# To be done:
A. According to the baseball game recap, who led off the seventh inning with a home run that tied the game?
B. Retype the records word for word, starting at the beginning of the records and ending at the line that contains "(520, 1205)", both included, and omit the pictures from your answer.
--- start of Page text ---
The Cubs came from behind and evened up their series with the hosts at Fenway.

Photo by Maddie Meyer/Getty Images

For a time Saturday afternoon, it looked like this one was going to be the same story as the previous two: give the other guy an early lead, fight back but fall just short.

Instead, the Cubs posted a three-run seventh and came all the way back to defeat the Red Sox 7-4.

The rally was nicely done. With the Cubs trailing 4-3, Miguel Montero led off the seventh inning with a home run, tying the game [VIDEO].

Up to that time the Cubs had led for just a half inning since they got to Boston, on Kris Bryant’s first-inning homer Friday night.

One out after Montero’s homer, Jon Jay doubled. Jay has had a terrific April and was certainly a solid pickup by Theo & Co. After a Red Sox pitching change, Kyle Schwarber (who had been frustrated by lefthanded pitching and Steven Wright’s knuckleball) dumped a little single into center field, scoring Jay and giving the Cubs the lead. Bryant walked, and then this happened:

Almost got what’s colloquially known as a “Little League home run” there, but Rizzo was stranded at third.

Koji Uehara, who was a key contributor to the Red Sox’ 2013 World Series title, threw a 1-2-3 seventh, and was pretty happy about that:

Hector Rondon threw a scoreless eighth, helped out by a 3-6-3 double play. Ben Zobrist extended the lead to 7-4 with a solo homer to the Green Monster in the top of the ninth.

Wade Davis allowed a weird little swinging-bunt single that probably would have been an out if he’d just let it go by him and allow Bryant to field it. That was the first hit he’d allowed to a right-handed batter this year (0-for-11 before that). But he retired the next three hitters, ending it on a strikeout (sixth save) and Davis has still not allowed a run this year in 10⅓ innings.

Before all that, the Cubs and John Lackey had spotted the Red Sox a 3-0 lead before Rizzo hit a two-run homer, his fifth on this road trip (and sixth of the year) [VIDEO].
--- end of Page text ---
--- start of Excerpted records ---
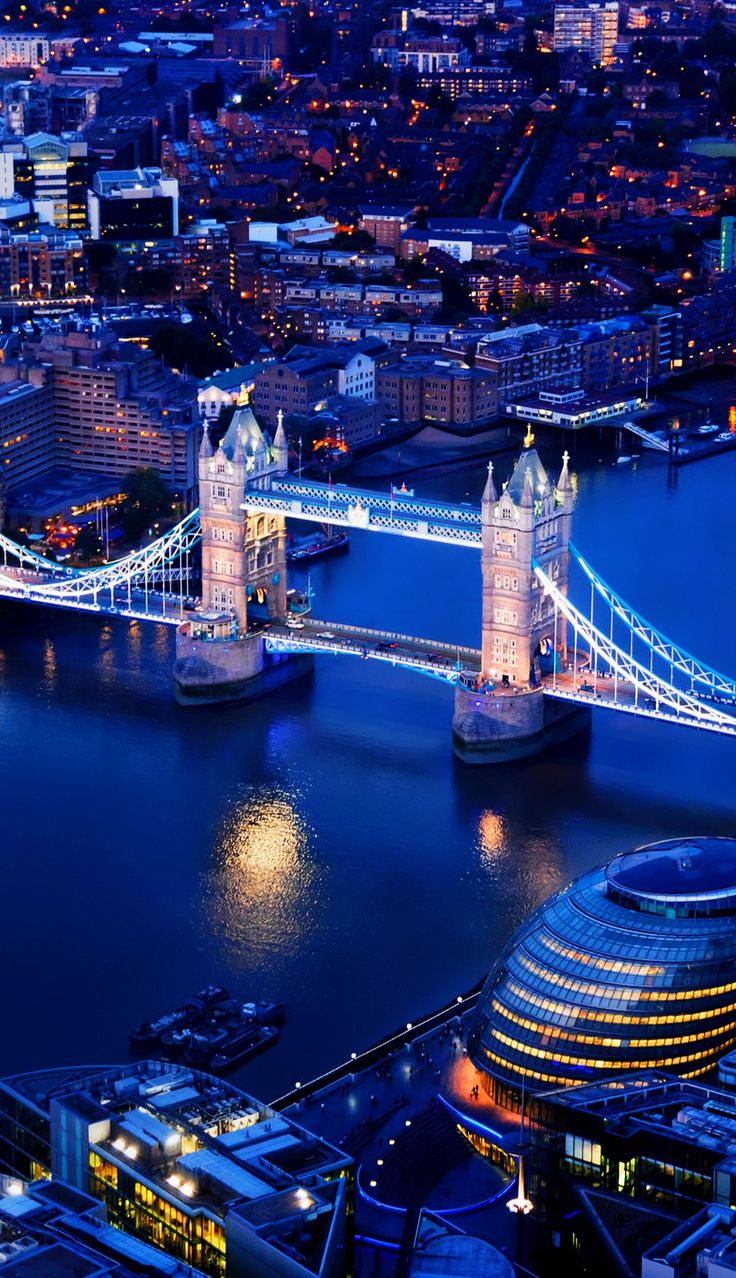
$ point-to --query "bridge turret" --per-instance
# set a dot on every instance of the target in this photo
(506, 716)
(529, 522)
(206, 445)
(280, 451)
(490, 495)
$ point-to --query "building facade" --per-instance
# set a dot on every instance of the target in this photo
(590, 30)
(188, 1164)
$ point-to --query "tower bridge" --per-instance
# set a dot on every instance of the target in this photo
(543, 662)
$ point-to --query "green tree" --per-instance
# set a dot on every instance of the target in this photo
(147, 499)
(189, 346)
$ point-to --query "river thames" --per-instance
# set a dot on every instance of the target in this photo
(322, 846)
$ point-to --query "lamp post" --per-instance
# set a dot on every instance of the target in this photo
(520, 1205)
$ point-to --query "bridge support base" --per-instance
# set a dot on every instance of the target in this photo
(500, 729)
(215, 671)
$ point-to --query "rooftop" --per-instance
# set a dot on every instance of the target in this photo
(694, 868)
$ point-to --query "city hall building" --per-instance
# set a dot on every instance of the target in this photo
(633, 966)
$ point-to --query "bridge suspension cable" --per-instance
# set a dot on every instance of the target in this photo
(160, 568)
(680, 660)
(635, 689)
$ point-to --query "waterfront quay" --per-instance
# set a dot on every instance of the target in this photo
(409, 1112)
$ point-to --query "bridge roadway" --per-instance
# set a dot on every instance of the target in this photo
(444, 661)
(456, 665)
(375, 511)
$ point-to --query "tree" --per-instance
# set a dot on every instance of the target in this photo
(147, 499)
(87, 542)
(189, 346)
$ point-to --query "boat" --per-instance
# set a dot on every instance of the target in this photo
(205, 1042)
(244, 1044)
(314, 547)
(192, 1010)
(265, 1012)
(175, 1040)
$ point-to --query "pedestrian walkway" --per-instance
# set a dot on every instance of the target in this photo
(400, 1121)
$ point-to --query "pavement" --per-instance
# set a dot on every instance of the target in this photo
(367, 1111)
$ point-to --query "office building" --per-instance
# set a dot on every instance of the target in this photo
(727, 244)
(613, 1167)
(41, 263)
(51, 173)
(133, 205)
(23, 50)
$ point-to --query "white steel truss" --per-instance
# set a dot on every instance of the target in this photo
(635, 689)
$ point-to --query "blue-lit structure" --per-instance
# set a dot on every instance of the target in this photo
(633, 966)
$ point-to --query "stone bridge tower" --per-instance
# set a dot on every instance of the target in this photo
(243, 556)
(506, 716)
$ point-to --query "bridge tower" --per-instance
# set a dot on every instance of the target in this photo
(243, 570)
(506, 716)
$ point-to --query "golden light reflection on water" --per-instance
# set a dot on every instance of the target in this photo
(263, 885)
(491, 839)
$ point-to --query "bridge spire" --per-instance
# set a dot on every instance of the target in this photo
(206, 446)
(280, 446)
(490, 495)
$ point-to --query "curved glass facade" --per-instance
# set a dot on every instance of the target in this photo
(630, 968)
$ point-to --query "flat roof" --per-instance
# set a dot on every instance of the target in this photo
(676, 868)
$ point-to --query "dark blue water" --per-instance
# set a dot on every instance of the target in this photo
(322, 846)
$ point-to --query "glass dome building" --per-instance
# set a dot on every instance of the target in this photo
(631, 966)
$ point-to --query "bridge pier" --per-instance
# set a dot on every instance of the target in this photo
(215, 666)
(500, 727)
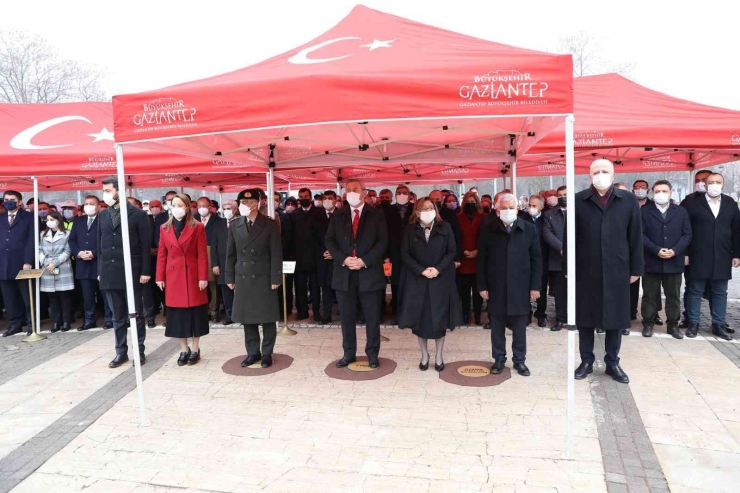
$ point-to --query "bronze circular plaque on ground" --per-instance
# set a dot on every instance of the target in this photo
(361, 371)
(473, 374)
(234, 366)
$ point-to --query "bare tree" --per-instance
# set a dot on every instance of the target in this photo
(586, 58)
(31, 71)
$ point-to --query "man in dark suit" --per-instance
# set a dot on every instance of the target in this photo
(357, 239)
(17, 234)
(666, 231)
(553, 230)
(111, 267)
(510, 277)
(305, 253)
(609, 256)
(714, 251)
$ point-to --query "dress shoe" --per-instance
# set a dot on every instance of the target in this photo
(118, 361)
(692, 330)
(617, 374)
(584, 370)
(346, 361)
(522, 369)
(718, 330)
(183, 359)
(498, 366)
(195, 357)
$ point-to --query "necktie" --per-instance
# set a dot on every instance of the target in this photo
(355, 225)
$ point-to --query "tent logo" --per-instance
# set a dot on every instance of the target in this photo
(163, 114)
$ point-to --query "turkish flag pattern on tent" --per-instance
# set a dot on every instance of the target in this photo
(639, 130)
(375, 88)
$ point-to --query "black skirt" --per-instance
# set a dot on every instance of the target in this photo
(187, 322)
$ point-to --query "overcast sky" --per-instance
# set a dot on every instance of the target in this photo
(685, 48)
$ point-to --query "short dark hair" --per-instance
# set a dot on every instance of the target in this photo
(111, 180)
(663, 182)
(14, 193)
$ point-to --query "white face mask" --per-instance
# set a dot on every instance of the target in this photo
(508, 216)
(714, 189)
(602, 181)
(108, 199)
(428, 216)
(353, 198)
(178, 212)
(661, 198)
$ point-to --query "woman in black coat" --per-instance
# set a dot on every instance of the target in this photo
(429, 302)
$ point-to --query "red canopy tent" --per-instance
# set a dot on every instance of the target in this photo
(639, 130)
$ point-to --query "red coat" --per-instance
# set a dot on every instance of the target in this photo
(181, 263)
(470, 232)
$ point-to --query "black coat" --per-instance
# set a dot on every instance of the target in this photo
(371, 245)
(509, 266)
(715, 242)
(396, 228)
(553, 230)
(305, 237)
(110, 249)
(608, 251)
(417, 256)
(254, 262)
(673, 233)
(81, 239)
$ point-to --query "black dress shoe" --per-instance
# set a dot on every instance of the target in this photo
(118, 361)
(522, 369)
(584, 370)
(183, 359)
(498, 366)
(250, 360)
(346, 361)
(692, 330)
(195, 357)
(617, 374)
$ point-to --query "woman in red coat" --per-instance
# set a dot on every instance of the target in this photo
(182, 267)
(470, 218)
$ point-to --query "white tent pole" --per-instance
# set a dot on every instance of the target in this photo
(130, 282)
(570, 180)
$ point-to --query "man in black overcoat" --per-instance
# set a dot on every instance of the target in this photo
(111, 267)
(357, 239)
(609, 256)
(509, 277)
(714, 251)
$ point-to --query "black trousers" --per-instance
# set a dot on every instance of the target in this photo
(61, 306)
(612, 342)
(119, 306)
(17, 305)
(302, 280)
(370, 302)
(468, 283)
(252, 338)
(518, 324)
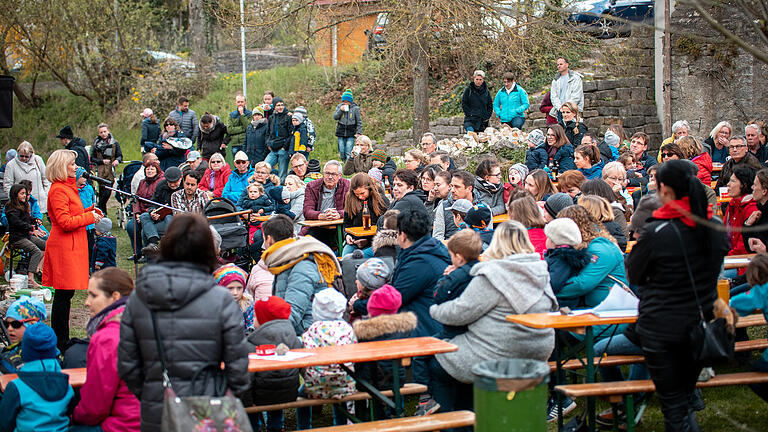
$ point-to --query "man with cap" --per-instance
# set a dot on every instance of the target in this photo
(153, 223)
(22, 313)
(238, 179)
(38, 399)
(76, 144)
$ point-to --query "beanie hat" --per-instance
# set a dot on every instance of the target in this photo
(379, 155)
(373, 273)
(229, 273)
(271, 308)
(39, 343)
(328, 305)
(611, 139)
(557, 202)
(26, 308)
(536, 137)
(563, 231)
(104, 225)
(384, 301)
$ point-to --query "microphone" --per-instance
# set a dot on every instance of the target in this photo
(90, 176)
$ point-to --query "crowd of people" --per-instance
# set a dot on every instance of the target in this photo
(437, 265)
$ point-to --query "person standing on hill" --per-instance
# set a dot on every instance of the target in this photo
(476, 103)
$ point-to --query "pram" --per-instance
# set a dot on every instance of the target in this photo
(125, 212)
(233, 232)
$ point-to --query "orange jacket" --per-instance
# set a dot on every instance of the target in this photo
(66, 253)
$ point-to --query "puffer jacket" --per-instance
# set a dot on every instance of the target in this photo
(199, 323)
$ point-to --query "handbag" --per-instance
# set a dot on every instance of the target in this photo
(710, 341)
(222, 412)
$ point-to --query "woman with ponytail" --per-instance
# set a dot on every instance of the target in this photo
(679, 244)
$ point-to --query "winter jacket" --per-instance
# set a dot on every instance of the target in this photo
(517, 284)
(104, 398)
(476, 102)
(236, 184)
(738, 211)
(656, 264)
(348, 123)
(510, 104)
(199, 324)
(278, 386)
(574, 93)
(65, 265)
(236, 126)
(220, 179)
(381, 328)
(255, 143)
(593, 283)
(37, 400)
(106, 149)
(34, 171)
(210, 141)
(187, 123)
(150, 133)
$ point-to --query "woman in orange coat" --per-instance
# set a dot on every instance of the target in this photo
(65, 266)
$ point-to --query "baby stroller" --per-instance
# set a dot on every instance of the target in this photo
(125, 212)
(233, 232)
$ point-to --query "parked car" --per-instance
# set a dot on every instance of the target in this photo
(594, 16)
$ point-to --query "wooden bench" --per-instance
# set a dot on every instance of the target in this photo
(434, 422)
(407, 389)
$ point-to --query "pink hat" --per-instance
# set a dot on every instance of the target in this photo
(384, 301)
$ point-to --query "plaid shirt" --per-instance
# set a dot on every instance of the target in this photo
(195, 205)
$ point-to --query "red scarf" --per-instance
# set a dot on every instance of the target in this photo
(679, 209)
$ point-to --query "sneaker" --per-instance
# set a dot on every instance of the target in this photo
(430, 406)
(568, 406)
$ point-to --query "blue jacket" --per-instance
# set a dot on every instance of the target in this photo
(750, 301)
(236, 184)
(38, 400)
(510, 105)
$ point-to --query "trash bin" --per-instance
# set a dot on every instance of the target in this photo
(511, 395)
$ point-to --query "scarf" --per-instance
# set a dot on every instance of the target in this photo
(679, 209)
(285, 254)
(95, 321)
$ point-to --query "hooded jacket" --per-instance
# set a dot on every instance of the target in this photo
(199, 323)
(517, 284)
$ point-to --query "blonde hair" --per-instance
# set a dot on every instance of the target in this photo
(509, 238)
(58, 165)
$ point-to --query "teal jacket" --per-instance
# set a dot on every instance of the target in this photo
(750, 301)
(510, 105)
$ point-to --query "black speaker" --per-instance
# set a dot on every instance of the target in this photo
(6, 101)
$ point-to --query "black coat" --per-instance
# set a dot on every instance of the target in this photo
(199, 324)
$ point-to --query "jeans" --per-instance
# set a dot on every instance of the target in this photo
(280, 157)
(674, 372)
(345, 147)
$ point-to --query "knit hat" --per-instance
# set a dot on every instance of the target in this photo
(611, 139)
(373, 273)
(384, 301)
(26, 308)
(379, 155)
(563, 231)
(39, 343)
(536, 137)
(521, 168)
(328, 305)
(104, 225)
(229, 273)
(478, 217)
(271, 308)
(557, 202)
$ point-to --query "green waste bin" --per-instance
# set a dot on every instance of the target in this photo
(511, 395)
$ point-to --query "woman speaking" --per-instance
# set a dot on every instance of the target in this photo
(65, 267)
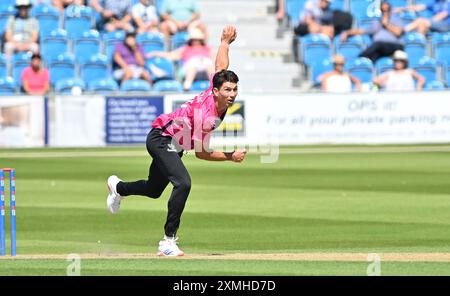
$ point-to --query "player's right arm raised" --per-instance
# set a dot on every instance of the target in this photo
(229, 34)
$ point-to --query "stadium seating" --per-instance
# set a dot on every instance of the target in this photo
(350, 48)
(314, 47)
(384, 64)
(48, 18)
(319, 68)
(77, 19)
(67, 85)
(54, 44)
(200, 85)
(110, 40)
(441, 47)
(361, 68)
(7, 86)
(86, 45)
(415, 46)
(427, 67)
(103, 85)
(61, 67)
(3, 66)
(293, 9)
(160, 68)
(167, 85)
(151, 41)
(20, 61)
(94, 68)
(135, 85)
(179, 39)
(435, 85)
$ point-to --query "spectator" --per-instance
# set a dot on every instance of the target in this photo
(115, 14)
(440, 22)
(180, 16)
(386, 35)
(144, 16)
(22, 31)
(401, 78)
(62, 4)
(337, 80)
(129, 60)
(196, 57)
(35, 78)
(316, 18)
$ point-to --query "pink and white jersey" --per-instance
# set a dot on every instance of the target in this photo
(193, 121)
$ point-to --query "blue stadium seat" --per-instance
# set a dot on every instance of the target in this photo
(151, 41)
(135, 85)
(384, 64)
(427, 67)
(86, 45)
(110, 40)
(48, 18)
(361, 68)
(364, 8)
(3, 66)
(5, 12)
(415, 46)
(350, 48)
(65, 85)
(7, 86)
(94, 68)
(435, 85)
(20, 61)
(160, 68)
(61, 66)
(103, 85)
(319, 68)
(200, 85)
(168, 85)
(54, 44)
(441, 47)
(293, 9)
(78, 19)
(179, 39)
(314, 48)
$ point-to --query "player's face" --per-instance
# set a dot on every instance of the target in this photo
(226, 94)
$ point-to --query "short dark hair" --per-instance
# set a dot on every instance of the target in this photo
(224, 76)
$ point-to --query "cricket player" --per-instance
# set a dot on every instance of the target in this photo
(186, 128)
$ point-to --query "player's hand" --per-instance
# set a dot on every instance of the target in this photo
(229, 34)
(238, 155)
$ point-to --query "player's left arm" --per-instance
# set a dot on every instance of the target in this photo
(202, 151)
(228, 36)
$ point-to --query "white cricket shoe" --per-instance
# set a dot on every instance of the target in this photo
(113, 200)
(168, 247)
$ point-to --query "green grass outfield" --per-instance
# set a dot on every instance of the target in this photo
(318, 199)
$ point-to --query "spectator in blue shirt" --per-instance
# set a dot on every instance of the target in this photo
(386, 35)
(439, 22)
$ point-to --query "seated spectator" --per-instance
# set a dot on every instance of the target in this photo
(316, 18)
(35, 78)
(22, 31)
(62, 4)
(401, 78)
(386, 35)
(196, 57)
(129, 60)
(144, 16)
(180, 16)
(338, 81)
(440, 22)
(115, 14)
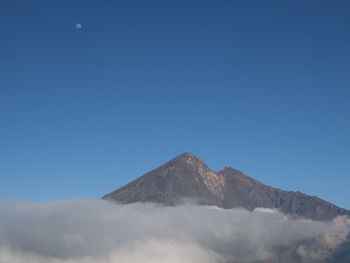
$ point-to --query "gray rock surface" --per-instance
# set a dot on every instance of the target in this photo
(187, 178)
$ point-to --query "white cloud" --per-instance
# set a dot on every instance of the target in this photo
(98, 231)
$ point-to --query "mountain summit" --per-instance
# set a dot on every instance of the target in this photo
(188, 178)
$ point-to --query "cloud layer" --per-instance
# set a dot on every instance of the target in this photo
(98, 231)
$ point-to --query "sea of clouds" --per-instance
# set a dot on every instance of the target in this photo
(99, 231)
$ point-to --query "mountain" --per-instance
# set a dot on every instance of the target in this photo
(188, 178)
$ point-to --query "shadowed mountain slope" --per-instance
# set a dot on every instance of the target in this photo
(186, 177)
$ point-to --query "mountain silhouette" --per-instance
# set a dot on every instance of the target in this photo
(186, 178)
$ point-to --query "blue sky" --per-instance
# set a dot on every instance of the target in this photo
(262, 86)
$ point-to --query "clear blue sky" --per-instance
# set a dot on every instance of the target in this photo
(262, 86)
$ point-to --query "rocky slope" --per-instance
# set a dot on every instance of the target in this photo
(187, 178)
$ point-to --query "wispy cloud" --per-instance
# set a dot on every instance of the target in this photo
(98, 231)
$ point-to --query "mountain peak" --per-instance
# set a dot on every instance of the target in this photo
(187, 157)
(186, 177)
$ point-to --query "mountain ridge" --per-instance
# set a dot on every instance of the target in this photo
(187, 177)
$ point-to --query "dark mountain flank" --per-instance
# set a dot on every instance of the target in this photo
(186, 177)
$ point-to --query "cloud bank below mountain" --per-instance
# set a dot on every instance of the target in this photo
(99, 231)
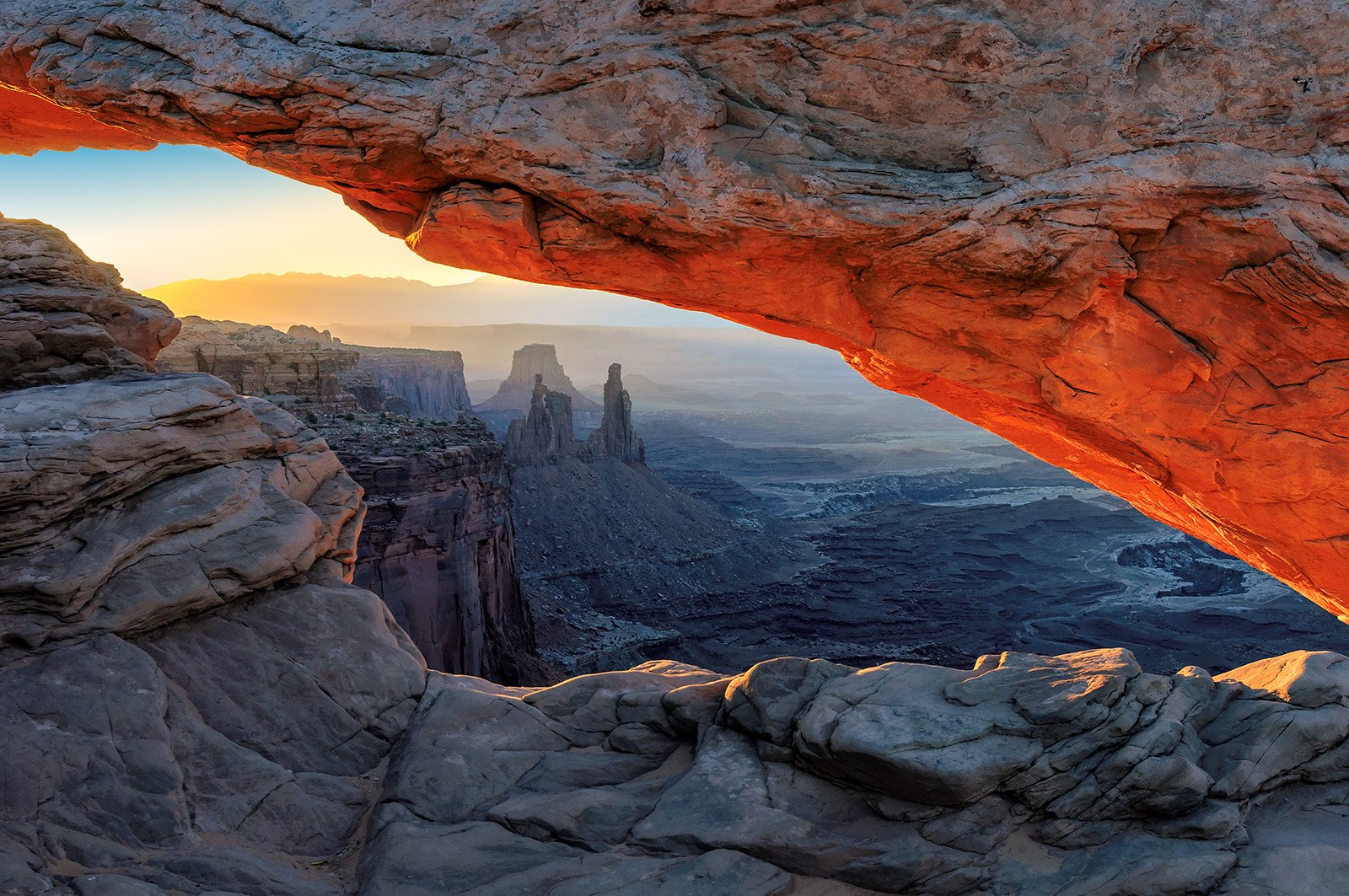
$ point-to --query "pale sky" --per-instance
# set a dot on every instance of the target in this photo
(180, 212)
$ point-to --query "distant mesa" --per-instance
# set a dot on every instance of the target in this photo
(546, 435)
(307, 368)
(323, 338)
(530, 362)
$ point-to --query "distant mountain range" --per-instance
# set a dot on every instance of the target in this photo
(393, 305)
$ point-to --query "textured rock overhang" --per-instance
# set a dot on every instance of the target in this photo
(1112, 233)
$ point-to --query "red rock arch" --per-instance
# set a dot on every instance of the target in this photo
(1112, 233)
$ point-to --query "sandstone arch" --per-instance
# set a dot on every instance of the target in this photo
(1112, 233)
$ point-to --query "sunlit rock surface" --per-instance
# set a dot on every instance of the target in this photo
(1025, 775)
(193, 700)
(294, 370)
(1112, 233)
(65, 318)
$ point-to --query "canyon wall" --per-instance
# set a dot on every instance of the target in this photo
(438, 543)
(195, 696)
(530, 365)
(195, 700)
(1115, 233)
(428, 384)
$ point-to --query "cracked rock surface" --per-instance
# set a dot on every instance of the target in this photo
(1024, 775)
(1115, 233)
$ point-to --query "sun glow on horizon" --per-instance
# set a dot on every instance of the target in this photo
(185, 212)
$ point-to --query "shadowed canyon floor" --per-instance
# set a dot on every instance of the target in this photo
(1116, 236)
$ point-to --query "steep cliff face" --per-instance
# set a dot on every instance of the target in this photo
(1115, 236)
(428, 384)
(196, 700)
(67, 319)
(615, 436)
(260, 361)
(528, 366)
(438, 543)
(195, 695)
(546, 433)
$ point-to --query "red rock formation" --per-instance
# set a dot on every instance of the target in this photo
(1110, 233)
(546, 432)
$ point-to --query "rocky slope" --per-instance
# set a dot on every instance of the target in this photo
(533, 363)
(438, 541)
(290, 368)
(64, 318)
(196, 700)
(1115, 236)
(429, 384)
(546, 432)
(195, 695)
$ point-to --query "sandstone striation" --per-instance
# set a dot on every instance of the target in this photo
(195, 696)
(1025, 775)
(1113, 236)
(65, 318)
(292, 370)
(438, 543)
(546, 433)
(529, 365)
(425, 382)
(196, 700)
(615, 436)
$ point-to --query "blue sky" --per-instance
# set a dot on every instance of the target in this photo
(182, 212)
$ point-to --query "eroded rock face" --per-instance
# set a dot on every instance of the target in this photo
--- end of Excerpted records ---
# Solutions to each task:
A. Miguel Montero

B.
$ point-to --query "bridge turret" --per-instance
# set a dot on every instance of the target in this photo
(506, 716)
(529, 522)
(206, 445)
(280, 451)
(490, 495)
$ point-to --query "building facade" --per-instance
# set a dot on every instance of the target in this photo
(590, 30)
(188, 1164)
$ point-to --query "tower bridge" --per-instance
# set a dot on every instance of the target in this photo
(543, 662)
$ point-to --query "green tree" --per-instance
# set a dot on every instance of the target in this photo
(147, 499)
(189, 346)
$ point-to --query "river thames" --per-instance
# set a dot on every instance of the target in this photo
(322, 846)
$ point-to --query "lamp post" --per-instance
# set a dot on every instance of the target in this photo
(520, 1205)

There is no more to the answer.